[begin Reading text]
However, two decades later, progress towards sustainable development is still slow: greenhouse gas emissions, species loss and environmental degradation have increased, and the planet's natural resources are being exhausted.
Debate should focus on "the greening of growth, equity in a world of limits, and building resilience to shocks and stresses," says a study titled "Making Rio 2012 Work: Setting the stage for global economic, social and ecological renewal" by Alex Evans and David Steven.
The authors are academics with the Centre on International Cooperation (CIC) at New York University, which published the document in June.
Preliminary work on the agendas for the official and alternative conferences is advancing apace, on the part of both governments and civil society organisations. Preparatory meetings for the summit were held May 2010 and March this year at U.N. headquarters in New York.
In January and February 2012, further meetings will take place there to discuss the draft declaration to be adopted in Brazil.
Meanwhile, an international seminar was held Jun. 30- Jul. 2 in Rio de Janeiro to organise the parallel meeting, convened by the Civil Society Facilitating Committee for Rio+20.
Civil society organisations prefer to talk about greening the economy, rather than promoting a green economy. In fact, these definitions are already a cause of dissension between industrialised countries and developing nations.
"The debate on the green economy is very diverse. Latin American positions are very fragmented," said FASE's Santos, who is also a member of the Brazilian Network for Peoples' Integration (REBRIP).
Governments and social organisations from the region will plan for the Rio+20 Summit at the Regional Preparatory Meeting for Latin America and the Caribbean, to be held Sept. 7-9 at the headquarters of the Economic Commission for Latin America and the Caribbean (ECLAC) in Santiago, Chile.
[end Reading text]
[begin Dataset content]
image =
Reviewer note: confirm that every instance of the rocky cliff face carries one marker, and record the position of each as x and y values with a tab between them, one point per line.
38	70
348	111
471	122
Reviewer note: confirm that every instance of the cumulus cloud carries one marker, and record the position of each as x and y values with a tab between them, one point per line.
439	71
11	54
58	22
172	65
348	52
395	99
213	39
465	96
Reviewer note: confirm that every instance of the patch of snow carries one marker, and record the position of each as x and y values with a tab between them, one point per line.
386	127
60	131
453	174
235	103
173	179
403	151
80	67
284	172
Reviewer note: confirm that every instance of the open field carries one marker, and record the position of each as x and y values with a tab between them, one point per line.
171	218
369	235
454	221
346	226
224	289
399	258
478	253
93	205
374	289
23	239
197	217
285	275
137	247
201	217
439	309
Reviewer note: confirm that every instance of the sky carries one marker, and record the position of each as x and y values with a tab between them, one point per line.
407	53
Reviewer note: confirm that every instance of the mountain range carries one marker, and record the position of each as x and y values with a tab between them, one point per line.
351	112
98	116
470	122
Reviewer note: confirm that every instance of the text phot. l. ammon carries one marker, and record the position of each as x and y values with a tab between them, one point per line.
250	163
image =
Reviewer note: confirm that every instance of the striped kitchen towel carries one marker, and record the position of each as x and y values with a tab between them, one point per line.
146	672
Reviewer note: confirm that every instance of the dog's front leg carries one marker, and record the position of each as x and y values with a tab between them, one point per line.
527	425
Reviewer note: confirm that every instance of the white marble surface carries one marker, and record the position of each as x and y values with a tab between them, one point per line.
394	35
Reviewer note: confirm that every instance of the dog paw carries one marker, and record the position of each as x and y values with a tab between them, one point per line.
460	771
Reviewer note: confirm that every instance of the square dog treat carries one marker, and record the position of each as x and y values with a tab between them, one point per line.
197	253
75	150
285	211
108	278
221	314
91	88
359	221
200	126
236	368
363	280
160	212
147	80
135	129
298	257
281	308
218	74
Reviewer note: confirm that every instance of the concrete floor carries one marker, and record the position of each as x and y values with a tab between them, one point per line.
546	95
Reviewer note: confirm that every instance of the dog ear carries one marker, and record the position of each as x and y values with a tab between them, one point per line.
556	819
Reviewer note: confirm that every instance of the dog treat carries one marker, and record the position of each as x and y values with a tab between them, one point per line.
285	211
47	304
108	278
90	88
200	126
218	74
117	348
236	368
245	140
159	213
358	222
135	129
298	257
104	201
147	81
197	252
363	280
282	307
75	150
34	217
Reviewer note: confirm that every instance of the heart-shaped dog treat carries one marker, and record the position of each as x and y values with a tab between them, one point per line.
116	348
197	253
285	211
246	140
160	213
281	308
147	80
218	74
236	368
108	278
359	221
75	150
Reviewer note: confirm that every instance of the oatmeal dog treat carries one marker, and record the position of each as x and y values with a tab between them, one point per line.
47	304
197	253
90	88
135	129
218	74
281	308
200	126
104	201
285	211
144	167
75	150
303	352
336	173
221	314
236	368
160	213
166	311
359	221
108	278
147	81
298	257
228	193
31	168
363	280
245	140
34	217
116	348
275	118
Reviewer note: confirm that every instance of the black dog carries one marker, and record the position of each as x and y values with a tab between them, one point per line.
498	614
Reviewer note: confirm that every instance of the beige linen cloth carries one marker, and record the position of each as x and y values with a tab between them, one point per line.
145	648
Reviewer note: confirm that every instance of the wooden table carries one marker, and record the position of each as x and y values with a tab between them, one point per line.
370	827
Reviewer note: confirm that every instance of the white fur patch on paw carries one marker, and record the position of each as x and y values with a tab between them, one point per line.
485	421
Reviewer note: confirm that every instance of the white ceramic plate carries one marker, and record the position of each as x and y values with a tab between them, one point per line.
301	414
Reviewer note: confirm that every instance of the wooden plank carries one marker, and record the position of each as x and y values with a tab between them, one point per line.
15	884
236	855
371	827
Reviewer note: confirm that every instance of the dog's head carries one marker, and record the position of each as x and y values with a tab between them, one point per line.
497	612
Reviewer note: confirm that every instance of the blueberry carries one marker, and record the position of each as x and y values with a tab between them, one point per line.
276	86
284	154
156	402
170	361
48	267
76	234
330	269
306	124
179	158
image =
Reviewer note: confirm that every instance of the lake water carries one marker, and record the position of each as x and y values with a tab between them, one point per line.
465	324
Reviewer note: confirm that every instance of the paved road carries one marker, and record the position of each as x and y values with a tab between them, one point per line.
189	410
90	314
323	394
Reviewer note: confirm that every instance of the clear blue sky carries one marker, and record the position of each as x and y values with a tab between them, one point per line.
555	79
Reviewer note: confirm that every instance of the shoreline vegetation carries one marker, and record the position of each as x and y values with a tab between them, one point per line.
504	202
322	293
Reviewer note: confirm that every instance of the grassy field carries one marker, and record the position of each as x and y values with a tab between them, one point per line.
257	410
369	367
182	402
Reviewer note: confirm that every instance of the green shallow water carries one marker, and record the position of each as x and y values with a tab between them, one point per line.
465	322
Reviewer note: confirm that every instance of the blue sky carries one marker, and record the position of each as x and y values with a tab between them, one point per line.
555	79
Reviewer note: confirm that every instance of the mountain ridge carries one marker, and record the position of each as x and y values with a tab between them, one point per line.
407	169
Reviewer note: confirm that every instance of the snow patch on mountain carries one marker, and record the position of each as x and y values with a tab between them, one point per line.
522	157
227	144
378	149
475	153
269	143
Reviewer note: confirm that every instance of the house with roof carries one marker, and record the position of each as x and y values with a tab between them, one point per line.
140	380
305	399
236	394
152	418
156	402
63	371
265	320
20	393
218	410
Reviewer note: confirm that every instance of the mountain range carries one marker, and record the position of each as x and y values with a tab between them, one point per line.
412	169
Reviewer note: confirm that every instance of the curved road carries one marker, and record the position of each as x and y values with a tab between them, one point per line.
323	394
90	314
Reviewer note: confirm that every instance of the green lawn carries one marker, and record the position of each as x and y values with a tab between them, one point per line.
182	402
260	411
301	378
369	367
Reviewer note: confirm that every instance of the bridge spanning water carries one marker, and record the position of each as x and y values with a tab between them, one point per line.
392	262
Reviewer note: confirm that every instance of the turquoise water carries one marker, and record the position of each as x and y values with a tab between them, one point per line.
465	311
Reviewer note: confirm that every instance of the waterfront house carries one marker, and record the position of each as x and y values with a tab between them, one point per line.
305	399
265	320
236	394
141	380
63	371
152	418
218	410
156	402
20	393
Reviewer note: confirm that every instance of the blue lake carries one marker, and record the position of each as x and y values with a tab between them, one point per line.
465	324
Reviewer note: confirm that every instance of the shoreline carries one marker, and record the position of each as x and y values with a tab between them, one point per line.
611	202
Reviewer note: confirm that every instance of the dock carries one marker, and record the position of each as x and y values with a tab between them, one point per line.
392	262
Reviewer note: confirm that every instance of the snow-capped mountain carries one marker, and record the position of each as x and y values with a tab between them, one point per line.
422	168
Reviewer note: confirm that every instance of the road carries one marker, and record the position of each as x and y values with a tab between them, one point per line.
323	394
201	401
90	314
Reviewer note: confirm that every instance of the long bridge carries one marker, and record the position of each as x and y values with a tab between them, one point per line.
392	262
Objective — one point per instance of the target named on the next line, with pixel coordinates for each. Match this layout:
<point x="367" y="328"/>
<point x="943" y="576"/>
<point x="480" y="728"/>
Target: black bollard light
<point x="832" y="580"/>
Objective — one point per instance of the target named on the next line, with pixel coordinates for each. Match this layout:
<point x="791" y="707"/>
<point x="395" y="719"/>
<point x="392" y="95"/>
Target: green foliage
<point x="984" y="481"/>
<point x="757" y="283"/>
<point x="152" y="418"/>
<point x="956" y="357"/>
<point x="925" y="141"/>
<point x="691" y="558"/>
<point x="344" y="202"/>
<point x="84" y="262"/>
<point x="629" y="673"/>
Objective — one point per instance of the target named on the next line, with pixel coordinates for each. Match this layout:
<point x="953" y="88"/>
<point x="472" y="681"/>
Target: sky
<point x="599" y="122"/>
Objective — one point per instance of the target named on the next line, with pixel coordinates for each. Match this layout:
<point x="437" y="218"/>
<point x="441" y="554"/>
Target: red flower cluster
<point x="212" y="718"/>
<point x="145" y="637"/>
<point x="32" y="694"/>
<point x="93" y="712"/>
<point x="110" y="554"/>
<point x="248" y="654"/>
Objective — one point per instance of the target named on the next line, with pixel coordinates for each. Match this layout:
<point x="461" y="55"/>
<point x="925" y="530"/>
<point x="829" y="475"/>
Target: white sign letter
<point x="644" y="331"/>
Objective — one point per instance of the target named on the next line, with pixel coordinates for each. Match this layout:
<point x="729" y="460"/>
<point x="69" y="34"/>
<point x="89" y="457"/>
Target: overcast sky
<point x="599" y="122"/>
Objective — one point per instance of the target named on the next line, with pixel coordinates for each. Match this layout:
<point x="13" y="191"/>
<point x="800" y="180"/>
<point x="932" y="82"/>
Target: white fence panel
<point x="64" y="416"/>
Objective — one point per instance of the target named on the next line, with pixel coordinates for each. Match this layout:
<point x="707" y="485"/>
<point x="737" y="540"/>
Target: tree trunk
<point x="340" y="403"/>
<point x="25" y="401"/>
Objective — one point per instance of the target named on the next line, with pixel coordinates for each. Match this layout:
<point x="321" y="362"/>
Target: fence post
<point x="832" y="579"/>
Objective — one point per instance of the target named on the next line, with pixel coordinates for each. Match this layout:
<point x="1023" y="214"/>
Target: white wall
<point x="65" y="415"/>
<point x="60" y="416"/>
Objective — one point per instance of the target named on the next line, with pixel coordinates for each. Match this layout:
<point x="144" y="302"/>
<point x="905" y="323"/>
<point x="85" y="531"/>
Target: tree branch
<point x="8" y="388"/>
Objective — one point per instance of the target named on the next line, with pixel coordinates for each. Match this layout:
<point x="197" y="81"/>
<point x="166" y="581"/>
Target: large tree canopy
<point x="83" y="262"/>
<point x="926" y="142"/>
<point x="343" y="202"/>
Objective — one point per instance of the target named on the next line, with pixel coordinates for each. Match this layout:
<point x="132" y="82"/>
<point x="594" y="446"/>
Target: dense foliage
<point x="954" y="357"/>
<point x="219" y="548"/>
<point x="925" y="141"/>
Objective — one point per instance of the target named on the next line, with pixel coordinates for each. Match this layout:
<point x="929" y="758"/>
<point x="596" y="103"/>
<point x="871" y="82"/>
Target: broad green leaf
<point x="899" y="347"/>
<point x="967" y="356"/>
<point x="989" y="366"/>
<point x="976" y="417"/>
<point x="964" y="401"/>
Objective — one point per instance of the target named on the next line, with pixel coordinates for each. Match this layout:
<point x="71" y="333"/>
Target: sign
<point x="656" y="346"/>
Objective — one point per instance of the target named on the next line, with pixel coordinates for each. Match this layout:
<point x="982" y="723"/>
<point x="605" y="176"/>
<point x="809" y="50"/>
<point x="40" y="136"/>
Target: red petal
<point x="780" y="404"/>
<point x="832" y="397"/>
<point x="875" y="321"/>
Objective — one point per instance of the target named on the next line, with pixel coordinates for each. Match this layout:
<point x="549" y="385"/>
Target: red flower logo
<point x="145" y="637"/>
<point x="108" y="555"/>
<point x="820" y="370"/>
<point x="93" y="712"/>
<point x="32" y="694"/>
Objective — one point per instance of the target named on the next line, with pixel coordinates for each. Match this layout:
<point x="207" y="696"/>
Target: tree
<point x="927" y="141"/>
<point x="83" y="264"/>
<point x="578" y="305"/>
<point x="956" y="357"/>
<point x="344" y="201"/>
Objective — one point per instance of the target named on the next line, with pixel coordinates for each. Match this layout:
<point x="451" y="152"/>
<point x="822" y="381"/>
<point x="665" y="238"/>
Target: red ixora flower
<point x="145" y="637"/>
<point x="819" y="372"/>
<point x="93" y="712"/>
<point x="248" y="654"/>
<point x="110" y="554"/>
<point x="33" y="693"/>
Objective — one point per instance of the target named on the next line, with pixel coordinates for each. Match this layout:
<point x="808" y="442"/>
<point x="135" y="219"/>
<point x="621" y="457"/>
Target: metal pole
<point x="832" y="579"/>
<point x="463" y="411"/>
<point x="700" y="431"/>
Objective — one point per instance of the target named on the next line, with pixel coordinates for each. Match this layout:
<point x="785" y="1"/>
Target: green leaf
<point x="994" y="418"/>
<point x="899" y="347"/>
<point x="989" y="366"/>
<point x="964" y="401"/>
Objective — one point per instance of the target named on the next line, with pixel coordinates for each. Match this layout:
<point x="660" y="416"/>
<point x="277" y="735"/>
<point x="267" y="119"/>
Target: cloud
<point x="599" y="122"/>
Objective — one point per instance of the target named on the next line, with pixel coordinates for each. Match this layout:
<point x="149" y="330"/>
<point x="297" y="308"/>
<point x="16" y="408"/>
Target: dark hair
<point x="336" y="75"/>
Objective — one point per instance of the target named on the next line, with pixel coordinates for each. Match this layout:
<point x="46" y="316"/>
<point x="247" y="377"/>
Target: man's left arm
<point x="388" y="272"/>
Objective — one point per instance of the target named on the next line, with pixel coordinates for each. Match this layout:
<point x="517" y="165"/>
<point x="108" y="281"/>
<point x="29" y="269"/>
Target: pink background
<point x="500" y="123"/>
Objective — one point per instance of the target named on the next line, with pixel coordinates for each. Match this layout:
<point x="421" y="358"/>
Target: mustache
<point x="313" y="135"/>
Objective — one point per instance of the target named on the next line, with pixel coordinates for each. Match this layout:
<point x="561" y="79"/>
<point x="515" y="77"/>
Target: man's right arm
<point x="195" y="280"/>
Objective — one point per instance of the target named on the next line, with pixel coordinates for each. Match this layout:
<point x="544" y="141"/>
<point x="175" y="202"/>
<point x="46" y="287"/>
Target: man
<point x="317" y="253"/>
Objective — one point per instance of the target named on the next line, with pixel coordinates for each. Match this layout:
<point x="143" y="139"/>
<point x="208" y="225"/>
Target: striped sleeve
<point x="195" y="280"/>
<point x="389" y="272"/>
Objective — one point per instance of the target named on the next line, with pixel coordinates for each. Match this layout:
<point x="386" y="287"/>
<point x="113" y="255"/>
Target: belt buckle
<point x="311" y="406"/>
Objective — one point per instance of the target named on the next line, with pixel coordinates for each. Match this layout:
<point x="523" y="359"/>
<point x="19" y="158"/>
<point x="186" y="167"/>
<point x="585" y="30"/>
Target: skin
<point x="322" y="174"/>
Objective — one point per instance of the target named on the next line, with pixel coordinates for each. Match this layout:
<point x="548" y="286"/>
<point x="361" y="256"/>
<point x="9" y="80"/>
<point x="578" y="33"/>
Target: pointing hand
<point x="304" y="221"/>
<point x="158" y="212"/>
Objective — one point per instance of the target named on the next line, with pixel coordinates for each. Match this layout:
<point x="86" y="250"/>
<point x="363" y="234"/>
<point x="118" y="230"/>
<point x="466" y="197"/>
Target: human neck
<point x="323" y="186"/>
[end Dataset content]
● **What you need to do**:
- A) Edit the passage on Rio+20 Summit preparations, reproducing the part between "In January and" and "Peoples' Integration (REBRIP).", inclusive, with "draft declaration" replaced by "final declaration".
- B) Answer these questions on the passage about Rio+20 Summit preparations:
(i) Which university is the Centre on International Cooperation part of?
(ii) When and where was the international seminar to organize the parallel meeting held?
(iii) Where will the Regional Preparatory Meeting for Latin America and the Caribbean take place?
- C) Write the next part of the passage on Rio+20 Summit preparations, picking up after its final sentence.

● **Answers to each task**:
- A)
In January and February 2012, further meetings will take place there to discuss the final declaration to be adopted in Brazil.
Meanwhile, an international seminar was held Jun. 30- Jul. 2 in Rio de Janeiro to organise the parallel meeting, convened by the Civil Society Facilitating Committee for Rio+20.
Civil society organisations prefer to talk about greening the economy, rather than promoting a green economy. In fact, these definitions are already a cause of dissension between industrialised countries and developing nations.
"The debate on the green economy is very diverse. Latin American positions are very fragmented," said FASE's Santos, who is also a member of the Brazilian Network for Peoples' Integration (REBRIP).

- B)
(i) New York University.
(ii) Jun. 30 to Jul. 2, in Rio de Janeiro.
(iii) At the headquarters of the Economic Commission for Latin America and the Caribbean (ECLAC) in Santiago, Chile.

- C)
The session's tentative agenda includes a report on preparations for Rio+20 and debates on progress to date and the remaining gaps in the implementation of the outcomes of the major summits on sustainable development, and the key topics of the summit, as well as analysis and approval of the regional declaration.
"The two key challenges of sustainable development are, on the one hand, to overcome poverty and inequality, and on the other, to restore the balance of the Earth. Both goals are intrinsically linked, and one cannot be achieved without the other. Human beings and nature are at the centre of concerns for sustainable development," Arkonada said.
The World Economic and Social Survey 2011: The Great Green Technological Transformation, by the U.N. Department of Economic and Social Affairs, recommends investing 1.9 trillion dollars a year in green technologies over the next 40 years, to combat the effects of climate change.
"But the current green economy agenda lacks much real substance. To give it a harder edge, it should be focused more specifically on the issue of growth - above all, the growth path of emerging economies," Evans and Steven's study says.
It argues that "emerging economies will account for the majority of additional demand between now and 2030; they are laboratories of the future; they are the model that other developing countries want to follow; and they have the potential to force rich countries to make belated efforts to upgrade their economies."